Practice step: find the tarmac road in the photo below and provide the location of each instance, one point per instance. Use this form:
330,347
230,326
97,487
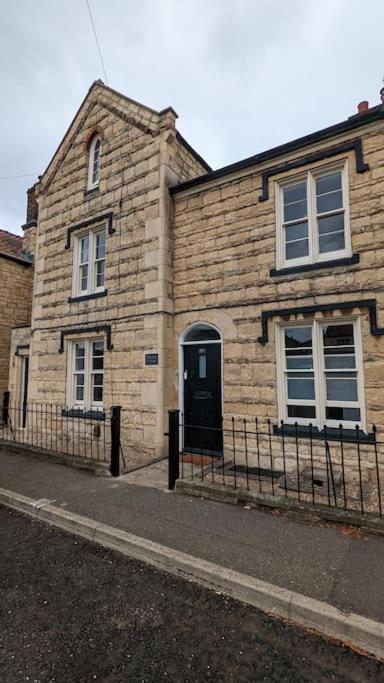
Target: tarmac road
73,611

→ **Exercise requirements**
Reproduce the data above without a single change, please, but without its pictures.

→ **Written answer**
Practice step: find the tarmac road in the photo below and provide the location of each instance, one point per instance. Use this form:
330,347
230,326
97,487
Target: tarmac road
73,611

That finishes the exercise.